# Task instructions:
Please render all of the lines below as a Markdown table with the columns Row and Line, numbering each row and skipping any blank lines. Leave the pictures out of the table.

# Data excerpts:
.....
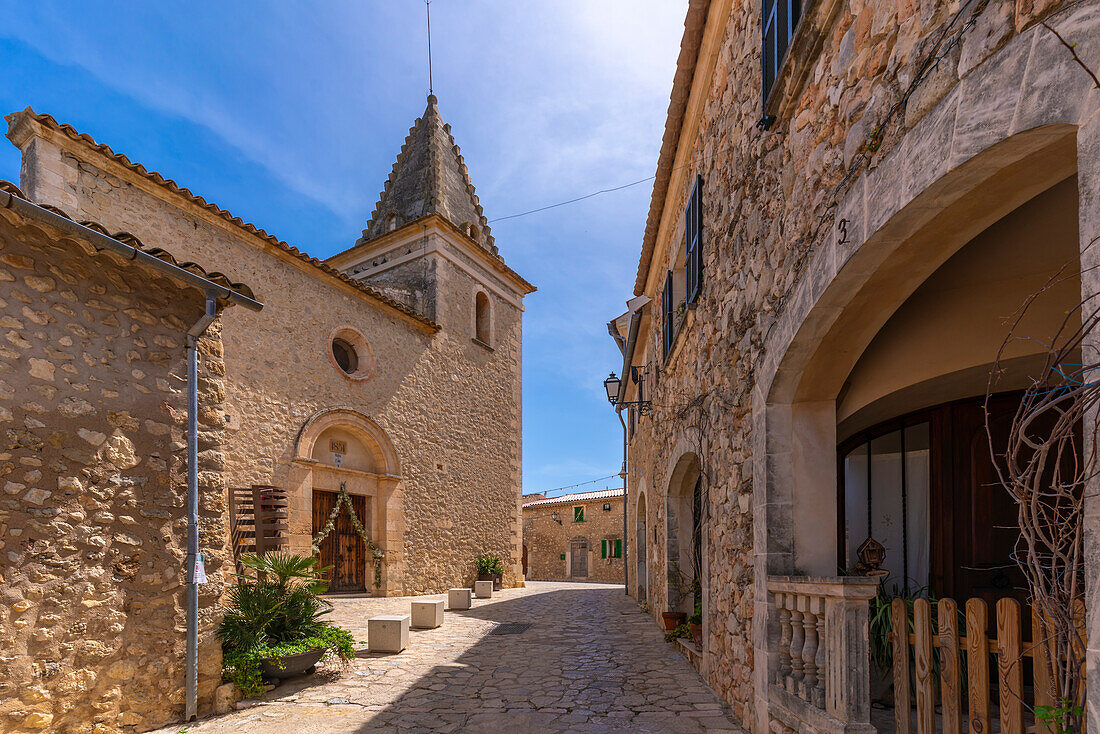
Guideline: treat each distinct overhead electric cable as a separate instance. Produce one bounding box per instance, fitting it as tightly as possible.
[525,474,618,496]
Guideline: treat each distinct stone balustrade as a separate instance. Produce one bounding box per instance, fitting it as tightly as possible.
[768,577,878,732]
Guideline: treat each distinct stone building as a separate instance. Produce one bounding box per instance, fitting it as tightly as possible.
[0,97,535,731]
[524,490,624,583]
[609,0,1100,734]
[0,182,253,733]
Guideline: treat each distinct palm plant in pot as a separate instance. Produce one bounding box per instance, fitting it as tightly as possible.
[474,556,504,591]
[688,600,703,648]
[218,552,355,698]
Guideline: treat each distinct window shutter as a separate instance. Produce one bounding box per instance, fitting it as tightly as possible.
[760,0,802,106]
[661,271,675,358]
[684,176,703,304]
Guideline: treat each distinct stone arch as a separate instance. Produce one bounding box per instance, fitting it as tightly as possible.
[567,535,592,579]
[288,408,405,595]
[664,451,704,613]
[294,408,402,476]
[634,484,650,601]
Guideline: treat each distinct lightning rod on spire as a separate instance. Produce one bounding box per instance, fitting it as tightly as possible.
[424,0,435,96]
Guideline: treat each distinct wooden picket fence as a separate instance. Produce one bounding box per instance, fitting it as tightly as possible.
[890,599,1073,734]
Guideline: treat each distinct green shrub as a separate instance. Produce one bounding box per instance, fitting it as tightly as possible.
[474,556,504,576]
[664,624,691,643]
[218,554,355,698]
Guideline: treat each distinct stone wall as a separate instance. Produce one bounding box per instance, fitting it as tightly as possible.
[0,203,229,734]
[524,496,623,583]
[7,116,521,594]
[628,0,1096,731]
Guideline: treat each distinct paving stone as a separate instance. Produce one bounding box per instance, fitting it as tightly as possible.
[150,582,743,734]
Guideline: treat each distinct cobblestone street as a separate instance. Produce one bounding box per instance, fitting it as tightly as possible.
[161,582,740,734]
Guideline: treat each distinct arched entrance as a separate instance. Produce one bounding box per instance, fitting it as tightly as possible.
[569,536,589,579]
[290,409,404,595]
[761,127,1079,585]
[754,125,1085,721]
[666,453,704,614]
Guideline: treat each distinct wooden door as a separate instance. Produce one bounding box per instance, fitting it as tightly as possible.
[312,490,338,589]
[569,539,589,579]
[945,395,1029,618]
[314,490,369,591]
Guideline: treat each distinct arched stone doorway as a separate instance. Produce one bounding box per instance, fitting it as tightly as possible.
[754,112,1095,721]
[666,453,704,614]
[569,536,589,579]
[289,409,405,595]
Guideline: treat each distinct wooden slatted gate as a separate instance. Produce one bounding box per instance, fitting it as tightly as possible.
[229,484,289,573]
[890,599,1078,734]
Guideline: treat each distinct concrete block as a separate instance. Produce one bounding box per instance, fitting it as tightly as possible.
[447,589,473,610]
[366,614,409,653]
[413,599,443,629]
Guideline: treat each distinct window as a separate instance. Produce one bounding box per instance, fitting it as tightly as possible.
[661,271,677,359]
[332,337,359,374]
[840,421,931,590]
[684,176,703,304]
[328,327,374,382]
[474,292,490,346]
[600,538,623,558]
[760,0,802,101]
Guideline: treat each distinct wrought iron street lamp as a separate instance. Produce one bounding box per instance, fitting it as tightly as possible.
[604,372,652,415]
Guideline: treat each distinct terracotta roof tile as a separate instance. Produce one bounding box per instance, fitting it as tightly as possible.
[7,107,440,331]
[634,0,711,296]
[523,487,625,510]
[0,179,255,299]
.....
# Written solution:
| Row | Line |
|---|---|
| 1 | Guideline: treat each distinct overhead electric cable as a separate instance. Produce one bounding box per instance, fitting it as tightly as possible. |
| 2 | [525,474,618,496] |
| 3 | Guideline: treat each distinct stone balustrade as a separate instance. Produce one bounding box per instance, fitting it as tightly as possible. |
| 4 | [768,577,878,732] |
| 5 | Guideline: treat each distinct stone building as a separate instance. Produce one bounding box per instance, fitting it as tightly as possible. |
| 6 | [0,97,535,731] |
| 7 | [524,490,624,583] |
| 8 | [609,0,1100,734] |
| 9 | [0,182,253,733] |
| 10 | Guideline: treat each distinct palm plant in pot as a separate instance. Produce one bounding box per instance, fitting it as tightly as possible. |
| 11 | [474,556,504,591] |
| 12 | [688,600,703,648] |
| 13 | [218,552,355,698] |
| 14 | Guideline: treat each distinct window shutter as a separate instance. Produce one bounding box per instance, fitting it as tightly as possible. |
| 15 | [760,0,802,106] |
| 16 | [661,271,675,358] |
| 17 | [684,176,703,304] |
| 18 | Guideline: treat each distinct stone arch as a separate instance. Produce one bounding box per instance, fitting it as tightly as possible. |
| 19 | [567,535,592,579] |
| 20 | [288,408,405,595] |
| 21 | [664,451,704,613] |
| 22 | [294,408,402,476] |
| 23 | [634,484,650,601] |
| 24 | Guideline: treat each distinct lightning rod on spire as a separate instance. Produce one bounding box per instance, fitting it as tightly as possible. |
| 25 | [424,0,435,96] |
| 26 | Guideline: treat each distinct wooden picket fence as a separate instance. Produce one bounding box per instance, fitting it as tightly as possible. |
| 27 | [890,599,1073,734] |
| 28 | Guideline: treat each distinct green shrub as a separate instance. Produce one bounding box per instance, fitting it as tightly as possible. |
| 29 | [474,556,504,576] |
| 30 | [664,624,691,643] |
| 31 | [218,554,355,698] |
| 32 | Guideline: treat each distinct stone wall as a separate instance. Produce one bounding box per instance, fitting it as tightly as possible. |
| 33 | [0,203,229,734] |
| 34 | [524,496,623,583] |
| 35 | [7,116,521,594] |
| 36 | [628,0,1096,731] |
| 37 | Guideline: treat each distinct paving stone as a separate instance. Produce one bounding box per instance, fitting it as tightly as possible. |
| 38 | [150,582,743,734] |
| 39 | Guideline: treat each distinct cobblestone street as a separate instance. Produce one bounding box per instance, fitting it as tightly as possible. |
| 40 | [161,582,740,734] |
| 41 | Guideline: treat each distinct arched entrance as a separate instance. Produce one bounding box per instance, fitting it as tightly as possible. |
| 42 | [569,536,589,579] |
| 43 | [290,409,404,595] |
| 44 | [761,127,1079,585] |
| 45 | [754,125,1085,721] |
| 46 | [666,453,704,614] |
| 47 | Guideline: treat each distinct wooden door as a separate instance. Produce one bounding box per instance, fitting it as tightly as possible. |
| 48 | [312,490,338,589] |
| 49 | [569,539,589,579] |
| 50 | [945,395,1029,618] |
| 51 | [314,490,369,591] |
| 52 | Guideline: treat each distinct arched stone doorway as a separate instance. Produce one bounding box per instance, fitting it as tightly as possible. |
| 53 | [754,112,1095,721] |
| 54 | [666,453,704,614] |
| 55 | [569,536,589,579] |
| 56 | [289,409,405,595] |
| 57 | Guideline: treat each distinct wooden slatted gate as a separate instance. Produce one bounding box per instance, fitting it as tightly as possible. |
| 58 | [229,484,289,573] |
| 59 | [890,599,1078,734] |
| 60 | Guideline: treat each distinct concrete block as a separate instance. Produce one bounding box per instance, fitting it as tightly as possible. |
| 61 | [447,589,473,610] |
| 62 | [366,614,409,653] |
| 63 | [413,599,443,629] |
| 64 | Guideline: treat each distinct window as a separate instance. Produce one bounding box per instance, fitting it as tightly as possible. |
| 65 | [661,271,677,359] |
| 66 | [332,337,359,374] |
| 67 | [840,421,931,590] |
| 68 | [684,176,703,304] |
| 69 | [328,327,374,382] |
| 70 | [474,292,490,346] |
| 71 | [600,538,623,558] |
| 72 | [760,0,802,101] |
| 73 | Guideline: treat each distinct wrought iron street lamp as a separate instance. Produce one bounding box per instance, fitting it as tightly as possible. |
| 74 | [604,372,652,415] |
| 75 | Guideline: treat each distinct terracotta roof tile as a separate instance. Produce one bounding box per instance, fitting it as tightly as possible. |
| 76 | [7,107,440,331] |
| 77 | [634,0,711,296] |
| 78 | [523,487,625,510] |
| 79 | [0,179,255,299] |